_Provided passage_:
^^^^^^^^^^^^^^^^
Diehl is a very engaging storyteller and even if you missed part one of his story in November 2004, you will not regret coming to hear part two.  See the Calendar of Events for time and place.

 

June Monthly Meeting

Will Pananes of Chambersburg will be the guest speaker for the June meeting. His topic will be the “History of the Cumberland Valley Railroad.”  Pennsylvania Governor George Wolf approved, on April 2, 1831, the incorporation of the Cumberland Valley Railroad Company (CVRC).  This allowed the company to build a railroad system from Harrisburg to Carlisle.  An extension of the railroad from Carlisle to Chambersburg was approved by the state in 1835.  This section of tracks was completed in 1837.

The Franklin Railroad Company was chartered sometime about 1837 to build the rail line from Chambersburg to Hagerstown.  The rail line reached Greencastle in 1839 and was completed all the way to Hagerstown by February 1840.  In 1865 the Franklin Railroad merged with the CVRC to become the Cumberland Valley Railroad (CVRR).  T.C. McCullough, native of Greencastle, served as its first president.  The Cumberland Valley Railroad then became part of the Pennsylvania Railroad Company in 1918.
^^^^^^^^^^^^^^^^
_Extracted information_:
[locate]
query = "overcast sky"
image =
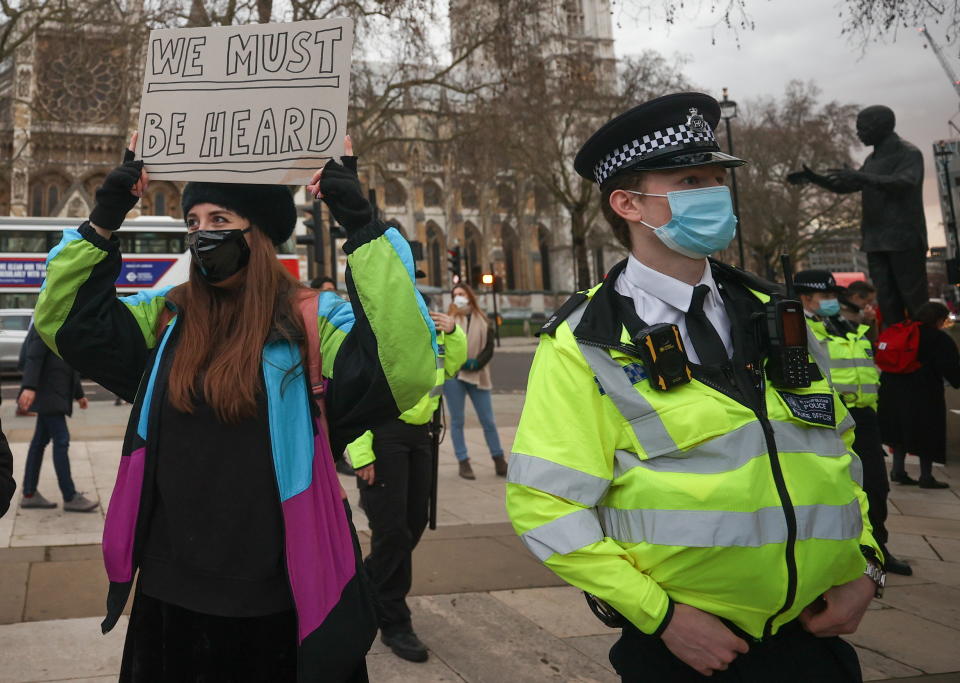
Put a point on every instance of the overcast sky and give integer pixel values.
(801, 40)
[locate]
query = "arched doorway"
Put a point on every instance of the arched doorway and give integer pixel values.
(436, 249)
(46, 193)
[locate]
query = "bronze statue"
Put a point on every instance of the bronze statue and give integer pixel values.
(894, 228)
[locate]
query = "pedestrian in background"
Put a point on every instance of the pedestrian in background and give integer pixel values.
(7, 485)
(394, 463)
(48, 388)
(473, 380)
(913, 408)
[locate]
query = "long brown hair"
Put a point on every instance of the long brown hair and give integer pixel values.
(474, 306)
(224, 330)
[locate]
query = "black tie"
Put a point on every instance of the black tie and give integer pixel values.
(706, 341)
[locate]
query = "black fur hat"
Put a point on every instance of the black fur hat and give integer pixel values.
(269, 207)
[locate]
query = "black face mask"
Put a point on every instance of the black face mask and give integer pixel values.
(219, 253)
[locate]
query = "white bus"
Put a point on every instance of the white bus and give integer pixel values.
(153, 248)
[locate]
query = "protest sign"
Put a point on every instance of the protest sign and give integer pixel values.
(265, 103)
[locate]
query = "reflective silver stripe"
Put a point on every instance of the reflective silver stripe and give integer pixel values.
^^^^^^^^^^^^^^^^
_Required tasks_:
1) List every person named in the meeting notice, in the order they first appear.
2) Print the meeting notice's text from "June Monthly Meeting" up to and including "completed in 1837.".

_Expected outputs_:
1)
Diehl
Will Pananes
George Wolf
T.C. McCullough

2)
June Monthly Meeting

Will Pananes of Chambersburg will be the guest speaker for the June meeting. His topic will be the “History of the Cumberland Valley Railroad.”  Pennsylvania Governor George Wolf approved, on April 2, 1831, the incorporation of the Cumberland Valley Railroad Company (CVRC).  This allowed the company to build a railroad system from Harrisburg to Carlisle.  An extension of the railroad from Carlisle to Chambersburg was approved by the state in 1835.  This section of tracks was completed in 1837.